▶ _DIRECTIONS_
Scan the entries below for the string "image" and copy every line where it turns up.

▶ _PROVIDED DATA_

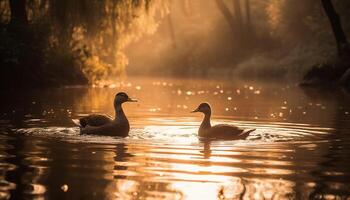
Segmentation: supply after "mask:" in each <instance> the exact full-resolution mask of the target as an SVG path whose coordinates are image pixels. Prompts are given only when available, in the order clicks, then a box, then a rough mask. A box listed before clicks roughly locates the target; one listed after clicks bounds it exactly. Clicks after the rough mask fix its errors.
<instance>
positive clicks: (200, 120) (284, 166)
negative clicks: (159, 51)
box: [0, 79, 350, 199]
mask: <svg viewBox="0 0 350 200" xmlns="http://www.w3.org/2000/svg"><path fill="white" fill-rule="evenodd" d="M203 83H205V84H203ZM120 90H124V91H127V92H128V93H129V94H130V96H133V97H137V98H138V99H140V100H141V101H140V103H139V104H126V105H125V106H124V107H125V109H126V113H127V115H128V116H129V118H130V123H131V126H132V130H131V132H130V137H128V138H116V137H104V136H86V135H84V136H82V135H79V129H78V128H77V127H74V125H73V124H72V123H71V121H70V119H71V118H76V117H79V116H83V115H86V114H89V113H91V112H103V113H107V114H110V115H113V110H112V109H113V106H112V99H113V97H114V95H115V93H116V91H120ZM5 95H6V96H5ZM2 96H5V97H8V98H3V99H2V104H1V105H0V109H1V112H0V113H1V118H0V124H1V129H0V144H1V145H0V160H1V162H0V199H6V198H9V197H10V196H11V197H12V198H30V199H32V198H33V199H40V198H57V199H112V198H119V199H306V198H311V199H315V198H316V199H323V198H325V199H336V198H345V199H346V198H350V188H349V183H350V181H349V180H350V164H349V163H350V162H349V161H350V145H349V144H350V135H349V134H348V133H349V130H350V127H349V119H350V117H349V113H348V112H349V111H350V104H349V103H348V102H349V101H348V100H349V98H348V96H347V95H346V93H342V92H333V93H332V94H322V95H320V94H319V93H318V92H316V91H302V90H300V89H299V88H297V87H295V86H291V85H282V86H276V85H266V84H265V85H264V84H248V83H229V82H218V81H211V82H209V81H206V82H203V81H200V80H197V81H193V80H192V81H189V80H161V81H159V80H152V79H150V80H146V81H145V80H142V81H141V80H140V79H135V80H132V81H131V82H130V83H122V84H121V83H119V84H115V85H110V86H108V87H95V88H84V87H82V88H79V87H77V88H62V89H57V90H47V91H31V92H24V91H23V92H18V91H16V92H12V93H11V92H9V93H6V94H4V95H2ZM202 101H208V102H210V103H211V104H212V106H213V109H214V110H213V112H214V113H213V114H214V119H213V123H230V124H234V125H238V126H240V127H244V128H256V129H257V131H255V132H254V133H253V134H252V135H251V136H249V137H248V139H247V140H245V141H213V142H211V143H208V142H200V141H198V139H197V136H196V132H197V128H198V125H199V123H200V121H201V117H200V116H198V115H193V114H190V113H189V111H190V110H191V109H193V108H195V107H196V106H197V104H198V103H200V102H202Z"/></svg>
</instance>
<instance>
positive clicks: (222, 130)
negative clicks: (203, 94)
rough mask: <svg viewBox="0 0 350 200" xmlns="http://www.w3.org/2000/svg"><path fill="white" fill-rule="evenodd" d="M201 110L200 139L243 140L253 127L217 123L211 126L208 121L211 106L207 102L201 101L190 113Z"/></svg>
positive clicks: (250, 130) (218, 139) (210, 109)
mask: <svg viewBox="0 0 350 200" xmlns="http://www.w3.org/2000/svg"><path fill="white" fill-rule="evenodd" d="M195 112H201V113H203V114H204V118H203V121H202V124H201V125H200V127H199V130H198V136H199V137H200V139H201V140H208V139H209V140H215V139H217V140H244V139H246V138H247V137H248V136H249V134H250V133H251V132H253V131H255V129H250V130H244V129H241V128H239V127H237V126H233V125H228V124H218V125H215V126H212V125H211V123H210V117H211V107H210V105H209V104H208V103H201V104H200V105H199V106H198V108H196V109H195V110H193V111H192V113H195Z"/></svg>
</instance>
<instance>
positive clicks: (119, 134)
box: [73, 92, 137, 137]
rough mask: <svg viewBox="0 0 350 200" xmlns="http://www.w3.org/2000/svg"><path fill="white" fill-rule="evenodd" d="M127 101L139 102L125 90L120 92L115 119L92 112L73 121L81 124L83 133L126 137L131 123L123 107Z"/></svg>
mask: <svg viewBox="0 0 350 200" xmlns="http://www.w3.org/2000/svg"><path fill="white" fill-rule="evenodd" d="M125 102H137V100H135V99H131V98H130V97H129V96H128V95H127V94H126V93H125V92H119V93H118V94H116V95H115V98H114V110H115V118H114V119H112V118H111V117H109V116H106V115H99V114H92V115H89V116H86V117H82V118H80V119H79V120H73V122H74V123H76V124H77V125H79V126H80V133H81V134H94V135H109V136H120V137H126V136H128V134H129V130H130V125H129V121H128V119H127V118H126V116H125V114H124V111H123V108H122V104H123V103H125Z"/></svg>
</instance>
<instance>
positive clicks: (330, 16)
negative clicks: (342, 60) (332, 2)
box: [321, 0, 350, 58]
mask: <svg viewBox="0 0 350 200" xmlns="http://www.w3.org/2000/svg"><path fill="white" fill-rule="evenodd" d="M321 1H322V5H323V8H324V10H325V12H326V14H327V16H328V19H329V21H330V23H331V26H332V30H333V33H334V36H335V39H336V42H337V47H338V55H339V57H340V58H343V57H344V56H349V54H350V48H349V43H348V41H347V38H346V35H345V33H344V30H343V27H342V25H341V21H340V18H339V15H338V13H337V12H336V11H335V9H334V6H333V4H332V1H331V0H321Z"/></svg>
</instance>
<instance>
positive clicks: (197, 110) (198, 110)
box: [191, 108, 199, 113]
mask: <svg viewBox="0 0 350 200" xmlns="http://www.w3.org/2000/svg"><path fill="white" fill-rule="evenodd" d="M195 112H199V109H198V108H197V109H195V110H192V111H191V113H195Z"/></svg>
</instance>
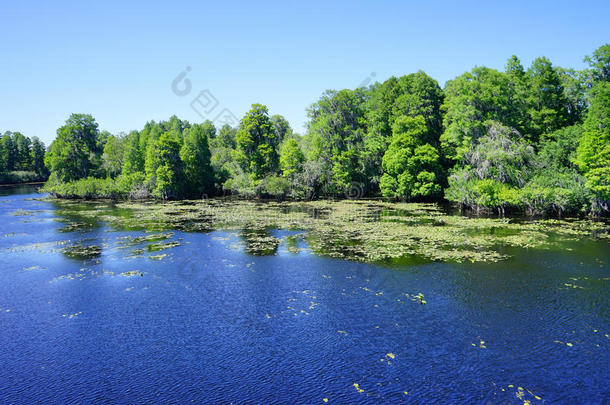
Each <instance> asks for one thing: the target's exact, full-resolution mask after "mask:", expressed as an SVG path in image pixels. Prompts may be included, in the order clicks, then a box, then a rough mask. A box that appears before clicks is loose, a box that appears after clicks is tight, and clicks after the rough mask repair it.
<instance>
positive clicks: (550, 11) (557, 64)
mask: <svg viewBox="0 0 610 405" xmlns="http://www.w3.org/2000/svg"><path fill="white" fill-rule="evenodd" d="M608 21H610V2H608V1H582V2H574V1H562V0H554V1H532V0H529V1H520V0H516V1H508V2H495V1H494V2H492V1H476V2H475V1H436V2H434V1H428V2H424V1H383V0H381V1H358V0H351V1H333V2H330V1H320V2H318V1H307V2H303V1H301V2H292V1H286V0H284V1H277V2H268V1H262V0H261V1H257V2H252V1H243V2H241V1H240V2H236V1H229V0H224V1H212V2H204V1H172V2H155V1H142V2H139V1H133V2H127V1H124V0H123V1H113V0H106V1H98V2H87V1H74V2H67V1H39V2H37V1H28V2H18V1H3V2H2V3H1V5H0V132H4V131H6V130H12V131H20V132H22V133H23V134H24V135H26V136H38V137H39V138H40V139H42V140H43V141H44V142H45V143H46V144H48V143H50V142H51V141H52V140H53V139H54V137H55V133H56V130H57V128H58V127H60V126H61V125H62V124H63V123H64V121H65V120H66V119H67V118H68V117H69V115H70V114H71V113H88V114H92V115H93V117H94V118H95V119H96V120H97V122H98V123H99V126H100V129H102V130H108V131H110V132H111V133H119V132H129V131H130V130H133V129H141V128H142V127H143V126H144V124H145V123H146V122H147V121H150V120H156V121H159V120H164V119H168V118H169V117H170V116H171V115H174V114H175V115H177V116H178V117H180V118H182V119H187V120H189V121H191V122H202V121H203V120H204V119H212V120H214V119H216V118H217V117H221V118H219V119H218V120H217V121H216V122H217V123H219V122H222V121H223V120H222V117H225V118H226V117H235V118H236V119H239V118H241V117H242V116H243V114H244V113H245V112H246V111H247V110H248V109H249V108H250V105H251V104H253V103H261V104H265V105H267V106H268V107H269V110H270V114H281V115H283V116H284V117H286V118H287V119H288V121H289V122H290V124H291V125H292V127H293V128H294V130H295V131H297V132H300V133H303V132H304V130H305V129H304V128H305V123H306V121H307V113H306V109H307V107H308V106H309V105H311V104H312V103H314V102H315V101H316V100H317V99H318V98H319V97H320V95H321V94H322V93H323V92H324V91H325V90H327V89H343V88H352V89H353V88H356V87H359V86H360V85H362V84H367V83H370V82H372V81H384V80H385V79H387V78H388V77H390V76H400V75H404V74H408V73H412V72H416V71H418V70H423V71H425V72H426V73H427V74H428V75H430V76H431V77H433V78H435V79H436V80H437V81H438V82H439V84H440V85H441V86H443V85H444V84H445V82H446V81H447V80H451V79H453V78H454V77H456V76H459V75H460V74H462V73H463V72H466V71H469V70H470V69H472V68H473V67H474V66H488V67H491V68H496V69H503V67H504V65H505V63H506V60H507V59H508V58H509V57H510V56H511V55H513V54H515V55H517V56H518V57H519V58H520V59H521V61H522V63H523V64H524V66H526V67H527V66H529V64H530V63H531V62H532V60H533V59H535V58H536V57H538V56H546V57H548V58H549V59H550V60H551V61H552V62H553V64H554V65H559V66H563V67H572V68H576V69H582V68H584V67H585V65H584V63H583V57H584V56H585V55H588V54H591V53H592V52H593V51H594V50H595V49H596V48H598V47H599V46H601V45H603V44H604V43H608V42H610V24H609V23H608ZM181 73H184V75H183V76H182V77H178V76H179V75H180V74H181ZM185 79H186V81H185ZM174 81H175V83H174V84H173V82H174ZM189 84H190V86H189ZM227 112H228V113H227ZM225 121H226V120H225Z"/></svg>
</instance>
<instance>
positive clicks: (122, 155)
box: [102, 135, 127, 178]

▶ _TASK OUTPUT_
Segmentation: supply after "mask:" in each <instance> the exact full-resolution mask of the target as an SVG path whose coordinates are image pixels. Prompts are given only when available, in the order clicks, then a box, then a rough mask. A box listed before clicks roughly locates the target; one listed after clicks bounds it exactly. Clicks after the rough mask fix its errors.
Each <instance> asks for one thing: the target's exact, full-resolution mask after "mask:", expressed as an SVG path in image pixels. Prompts may be included, in the order clicks, then a box, then a rough mask. A box that appears before clicks is loose, a box that appears after clicks is tight, and clicks after the rough mask repair it.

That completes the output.